--- START ---

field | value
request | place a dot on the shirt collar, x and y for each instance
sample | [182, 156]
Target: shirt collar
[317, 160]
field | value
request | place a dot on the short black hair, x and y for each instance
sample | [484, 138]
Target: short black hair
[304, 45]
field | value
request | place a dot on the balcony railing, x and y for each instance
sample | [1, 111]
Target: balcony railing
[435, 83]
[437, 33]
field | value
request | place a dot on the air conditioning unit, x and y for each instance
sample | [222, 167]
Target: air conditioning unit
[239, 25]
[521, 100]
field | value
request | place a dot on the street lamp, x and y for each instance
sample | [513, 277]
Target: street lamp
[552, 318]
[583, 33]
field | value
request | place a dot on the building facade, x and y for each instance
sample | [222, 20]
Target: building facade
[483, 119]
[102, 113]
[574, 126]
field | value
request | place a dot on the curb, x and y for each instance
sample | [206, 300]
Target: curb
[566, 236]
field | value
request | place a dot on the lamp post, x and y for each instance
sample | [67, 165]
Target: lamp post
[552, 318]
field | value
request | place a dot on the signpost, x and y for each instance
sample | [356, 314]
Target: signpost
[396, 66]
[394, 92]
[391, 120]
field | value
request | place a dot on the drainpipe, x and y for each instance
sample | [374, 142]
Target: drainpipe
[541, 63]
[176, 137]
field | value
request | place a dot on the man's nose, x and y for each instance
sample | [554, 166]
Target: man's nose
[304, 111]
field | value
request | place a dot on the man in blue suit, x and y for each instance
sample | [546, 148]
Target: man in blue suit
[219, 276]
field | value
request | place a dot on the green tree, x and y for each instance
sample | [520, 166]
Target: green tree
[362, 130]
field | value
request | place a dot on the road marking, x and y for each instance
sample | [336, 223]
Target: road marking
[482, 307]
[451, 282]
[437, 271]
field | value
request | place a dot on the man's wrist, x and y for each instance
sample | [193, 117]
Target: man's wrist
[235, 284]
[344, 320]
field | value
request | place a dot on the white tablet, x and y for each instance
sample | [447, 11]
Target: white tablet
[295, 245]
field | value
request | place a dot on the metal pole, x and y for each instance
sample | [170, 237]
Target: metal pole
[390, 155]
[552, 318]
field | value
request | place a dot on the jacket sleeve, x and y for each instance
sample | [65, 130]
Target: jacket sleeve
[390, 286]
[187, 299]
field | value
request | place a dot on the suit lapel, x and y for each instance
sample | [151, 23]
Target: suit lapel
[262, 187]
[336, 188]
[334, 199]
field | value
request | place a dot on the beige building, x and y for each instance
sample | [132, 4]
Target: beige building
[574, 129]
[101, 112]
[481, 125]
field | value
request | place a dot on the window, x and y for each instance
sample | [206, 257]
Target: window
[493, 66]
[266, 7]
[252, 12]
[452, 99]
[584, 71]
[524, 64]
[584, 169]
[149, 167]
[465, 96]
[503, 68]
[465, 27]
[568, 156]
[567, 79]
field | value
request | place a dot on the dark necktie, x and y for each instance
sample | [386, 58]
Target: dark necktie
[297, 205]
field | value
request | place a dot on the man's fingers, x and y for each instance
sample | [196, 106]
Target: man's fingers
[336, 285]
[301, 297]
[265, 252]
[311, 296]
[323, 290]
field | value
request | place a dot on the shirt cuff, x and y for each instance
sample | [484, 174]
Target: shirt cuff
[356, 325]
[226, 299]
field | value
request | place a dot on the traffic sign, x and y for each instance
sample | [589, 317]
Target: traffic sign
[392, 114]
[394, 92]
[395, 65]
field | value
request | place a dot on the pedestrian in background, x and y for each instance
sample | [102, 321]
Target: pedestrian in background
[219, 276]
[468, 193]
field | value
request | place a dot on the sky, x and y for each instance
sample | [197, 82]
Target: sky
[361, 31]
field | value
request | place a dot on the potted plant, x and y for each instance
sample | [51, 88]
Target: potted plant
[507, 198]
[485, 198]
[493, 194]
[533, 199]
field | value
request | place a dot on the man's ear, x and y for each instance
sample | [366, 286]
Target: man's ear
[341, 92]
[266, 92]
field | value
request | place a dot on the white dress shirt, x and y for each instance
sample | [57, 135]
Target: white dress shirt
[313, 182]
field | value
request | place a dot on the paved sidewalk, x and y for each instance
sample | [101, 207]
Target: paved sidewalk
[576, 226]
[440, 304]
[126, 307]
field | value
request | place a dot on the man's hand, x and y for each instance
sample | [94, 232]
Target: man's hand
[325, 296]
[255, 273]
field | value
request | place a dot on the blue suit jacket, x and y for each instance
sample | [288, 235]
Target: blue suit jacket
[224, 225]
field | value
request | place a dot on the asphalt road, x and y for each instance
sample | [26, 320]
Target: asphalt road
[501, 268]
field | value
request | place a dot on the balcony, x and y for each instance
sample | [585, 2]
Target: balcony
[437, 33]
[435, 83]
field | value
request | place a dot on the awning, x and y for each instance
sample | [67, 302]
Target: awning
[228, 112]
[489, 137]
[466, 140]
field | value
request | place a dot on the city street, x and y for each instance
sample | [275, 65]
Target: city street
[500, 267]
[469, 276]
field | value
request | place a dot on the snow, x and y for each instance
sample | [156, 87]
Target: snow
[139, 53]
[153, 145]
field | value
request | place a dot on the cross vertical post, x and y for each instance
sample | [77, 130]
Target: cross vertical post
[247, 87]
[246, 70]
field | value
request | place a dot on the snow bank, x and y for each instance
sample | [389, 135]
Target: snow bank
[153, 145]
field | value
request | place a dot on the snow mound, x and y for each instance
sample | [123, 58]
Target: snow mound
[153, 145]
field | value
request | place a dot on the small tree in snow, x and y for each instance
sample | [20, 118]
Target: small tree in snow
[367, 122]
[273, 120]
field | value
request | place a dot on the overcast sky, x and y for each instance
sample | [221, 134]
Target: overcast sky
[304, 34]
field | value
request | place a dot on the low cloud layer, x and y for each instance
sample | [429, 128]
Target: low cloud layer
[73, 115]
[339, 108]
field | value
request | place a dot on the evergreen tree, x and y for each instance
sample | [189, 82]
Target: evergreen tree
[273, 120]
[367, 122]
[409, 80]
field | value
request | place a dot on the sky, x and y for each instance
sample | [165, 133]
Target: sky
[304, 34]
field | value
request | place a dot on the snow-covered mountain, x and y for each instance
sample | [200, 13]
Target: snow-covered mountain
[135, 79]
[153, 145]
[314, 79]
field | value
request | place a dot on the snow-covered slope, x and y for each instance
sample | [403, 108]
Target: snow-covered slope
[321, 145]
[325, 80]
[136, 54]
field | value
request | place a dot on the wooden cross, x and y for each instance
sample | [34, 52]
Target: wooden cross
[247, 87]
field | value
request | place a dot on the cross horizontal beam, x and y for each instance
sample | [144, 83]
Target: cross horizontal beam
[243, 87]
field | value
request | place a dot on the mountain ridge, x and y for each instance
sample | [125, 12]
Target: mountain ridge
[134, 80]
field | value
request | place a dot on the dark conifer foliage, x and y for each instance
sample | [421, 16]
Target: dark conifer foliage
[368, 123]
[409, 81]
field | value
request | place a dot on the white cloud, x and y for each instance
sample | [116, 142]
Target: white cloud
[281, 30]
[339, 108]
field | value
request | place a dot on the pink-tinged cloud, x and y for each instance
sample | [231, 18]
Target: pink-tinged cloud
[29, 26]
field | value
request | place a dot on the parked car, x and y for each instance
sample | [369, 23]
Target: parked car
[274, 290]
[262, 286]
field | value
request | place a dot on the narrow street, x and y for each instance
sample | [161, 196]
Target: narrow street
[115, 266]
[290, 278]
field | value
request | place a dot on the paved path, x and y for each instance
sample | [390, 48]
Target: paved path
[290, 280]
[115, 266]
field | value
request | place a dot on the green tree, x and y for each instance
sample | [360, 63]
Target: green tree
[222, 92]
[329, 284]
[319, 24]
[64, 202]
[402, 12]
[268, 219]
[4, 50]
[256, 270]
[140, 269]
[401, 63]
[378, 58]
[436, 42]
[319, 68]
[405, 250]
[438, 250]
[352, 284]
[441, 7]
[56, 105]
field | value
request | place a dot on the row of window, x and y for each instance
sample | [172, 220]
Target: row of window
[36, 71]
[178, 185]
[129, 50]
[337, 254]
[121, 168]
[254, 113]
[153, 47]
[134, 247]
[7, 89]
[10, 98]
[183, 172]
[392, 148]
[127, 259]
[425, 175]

--- END ---
--- START ---

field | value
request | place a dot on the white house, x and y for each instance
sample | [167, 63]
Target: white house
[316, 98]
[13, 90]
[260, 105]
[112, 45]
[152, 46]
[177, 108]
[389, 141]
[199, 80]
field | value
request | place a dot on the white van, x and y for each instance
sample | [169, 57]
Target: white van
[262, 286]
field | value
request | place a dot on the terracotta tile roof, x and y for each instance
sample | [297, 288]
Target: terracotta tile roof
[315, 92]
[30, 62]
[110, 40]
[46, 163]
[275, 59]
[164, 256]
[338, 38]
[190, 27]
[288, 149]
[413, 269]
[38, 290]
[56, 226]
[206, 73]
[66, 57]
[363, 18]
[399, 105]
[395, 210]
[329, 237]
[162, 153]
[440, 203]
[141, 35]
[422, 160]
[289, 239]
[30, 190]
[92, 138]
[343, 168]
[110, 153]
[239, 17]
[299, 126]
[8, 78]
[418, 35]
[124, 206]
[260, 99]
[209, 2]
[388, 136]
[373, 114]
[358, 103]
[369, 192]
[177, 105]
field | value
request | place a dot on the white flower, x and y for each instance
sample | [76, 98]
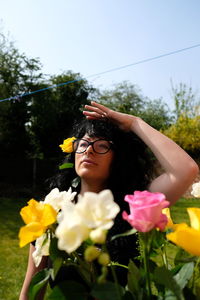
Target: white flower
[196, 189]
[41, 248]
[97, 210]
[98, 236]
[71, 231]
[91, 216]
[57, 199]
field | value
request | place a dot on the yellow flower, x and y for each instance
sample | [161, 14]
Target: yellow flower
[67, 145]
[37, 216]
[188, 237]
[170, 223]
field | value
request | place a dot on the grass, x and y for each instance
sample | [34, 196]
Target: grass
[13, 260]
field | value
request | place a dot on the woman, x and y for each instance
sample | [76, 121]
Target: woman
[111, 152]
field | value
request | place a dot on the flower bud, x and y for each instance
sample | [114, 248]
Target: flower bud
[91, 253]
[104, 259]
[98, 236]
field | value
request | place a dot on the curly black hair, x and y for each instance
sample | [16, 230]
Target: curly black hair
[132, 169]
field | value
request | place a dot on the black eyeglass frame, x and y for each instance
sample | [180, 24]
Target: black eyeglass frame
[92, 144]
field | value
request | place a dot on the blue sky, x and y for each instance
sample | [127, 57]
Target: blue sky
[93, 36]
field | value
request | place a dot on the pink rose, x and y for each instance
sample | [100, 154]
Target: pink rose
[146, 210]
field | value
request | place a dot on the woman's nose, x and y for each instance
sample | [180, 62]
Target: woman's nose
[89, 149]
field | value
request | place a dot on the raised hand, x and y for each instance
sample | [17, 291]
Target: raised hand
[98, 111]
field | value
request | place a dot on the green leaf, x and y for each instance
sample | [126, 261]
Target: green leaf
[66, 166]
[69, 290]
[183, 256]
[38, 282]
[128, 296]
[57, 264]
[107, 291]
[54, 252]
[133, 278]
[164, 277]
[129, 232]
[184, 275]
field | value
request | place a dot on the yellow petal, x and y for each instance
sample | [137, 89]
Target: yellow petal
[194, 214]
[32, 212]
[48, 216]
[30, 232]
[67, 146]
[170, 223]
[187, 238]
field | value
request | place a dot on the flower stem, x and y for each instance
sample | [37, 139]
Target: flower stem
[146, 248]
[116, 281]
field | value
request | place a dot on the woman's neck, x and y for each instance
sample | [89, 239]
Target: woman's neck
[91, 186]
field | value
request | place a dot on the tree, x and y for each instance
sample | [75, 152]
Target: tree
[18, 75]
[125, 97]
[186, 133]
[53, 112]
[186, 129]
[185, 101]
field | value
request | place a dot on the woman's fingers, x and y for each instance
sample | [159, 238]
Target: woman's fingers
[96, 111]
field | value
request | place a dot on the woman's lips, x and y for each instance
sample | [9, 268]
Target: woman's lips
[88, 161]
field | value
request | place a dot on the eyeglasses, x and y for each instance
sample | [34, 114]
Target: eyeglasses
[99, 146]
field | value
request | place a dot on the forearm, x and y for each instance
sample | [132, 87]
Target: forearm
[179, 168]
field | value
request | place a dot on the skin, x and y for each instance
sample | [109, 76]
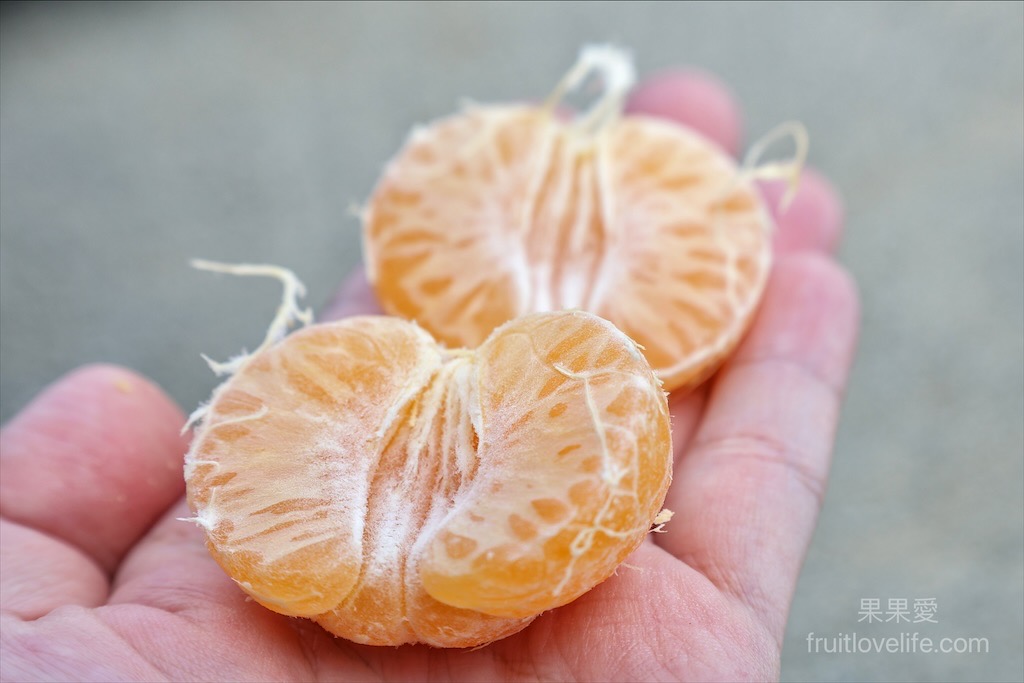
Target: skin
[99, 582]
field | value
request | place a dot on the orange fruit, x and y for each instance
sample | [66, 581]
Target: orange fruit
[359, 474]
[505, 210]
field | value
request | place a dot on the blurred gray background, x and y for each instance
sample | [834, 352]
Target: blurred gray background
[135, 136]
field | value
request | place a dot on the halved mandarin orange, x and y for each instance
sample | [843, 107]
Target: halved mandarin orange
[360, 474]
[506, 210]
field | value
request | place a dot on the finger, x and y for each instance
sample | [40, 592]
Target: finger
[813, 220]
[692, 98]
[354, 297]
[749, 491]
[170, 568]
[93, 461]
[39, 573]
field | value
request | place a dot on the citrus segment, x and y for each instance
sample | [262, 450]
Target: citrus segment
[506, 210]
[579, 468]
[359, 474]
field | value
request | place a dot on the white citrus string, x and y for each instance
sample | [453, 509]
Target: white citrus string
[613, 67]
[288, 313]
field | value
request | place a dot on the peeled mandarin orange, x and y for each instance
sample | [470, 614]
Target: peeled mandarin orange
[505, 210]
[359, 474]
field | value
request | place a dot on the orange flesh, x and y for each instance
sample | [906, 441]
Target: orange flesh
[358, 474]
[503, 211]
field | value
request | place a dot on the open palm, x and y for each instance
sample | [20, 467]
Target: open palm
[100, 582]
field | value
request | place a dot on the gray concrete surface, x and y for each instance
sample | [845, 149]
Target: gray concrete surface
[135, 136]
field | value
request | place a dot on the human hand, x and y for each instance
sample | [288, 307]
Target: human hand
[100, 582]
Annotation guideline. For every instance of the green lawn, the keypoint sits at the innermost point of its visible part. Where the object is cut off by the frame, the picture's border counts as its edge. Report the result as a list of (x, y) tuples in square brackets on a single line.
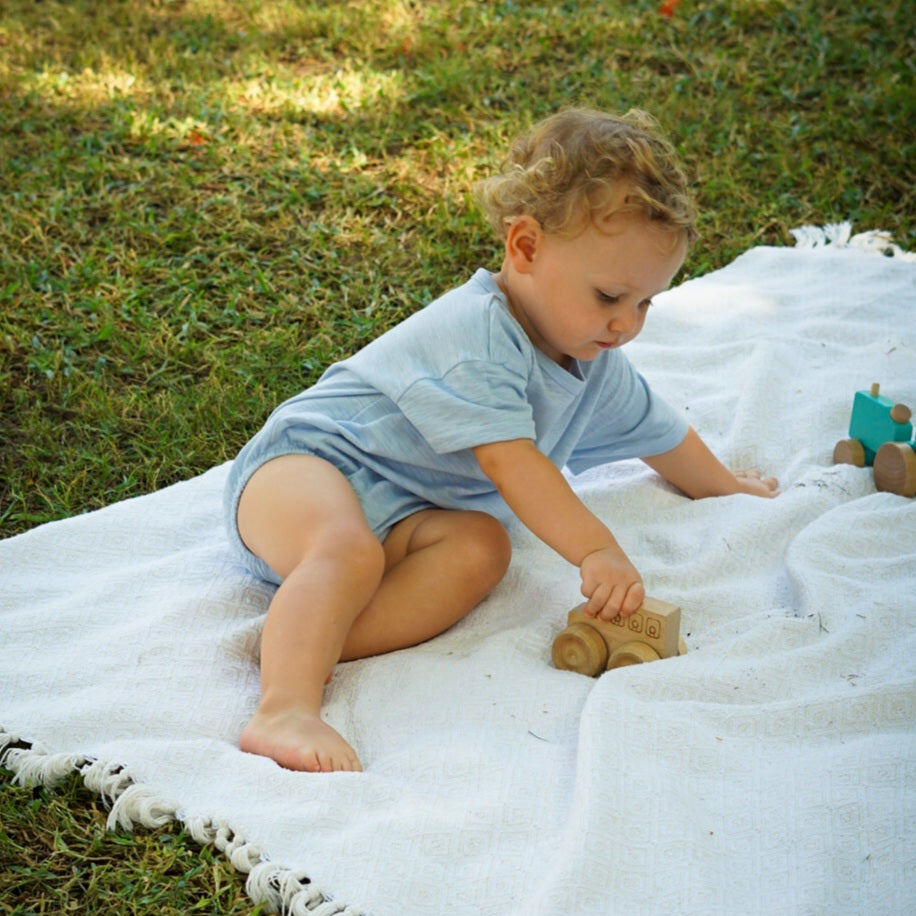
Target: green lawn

--- END ---

Tally the lines of the material that contain the word "lawn" and say the number, nothing more.

2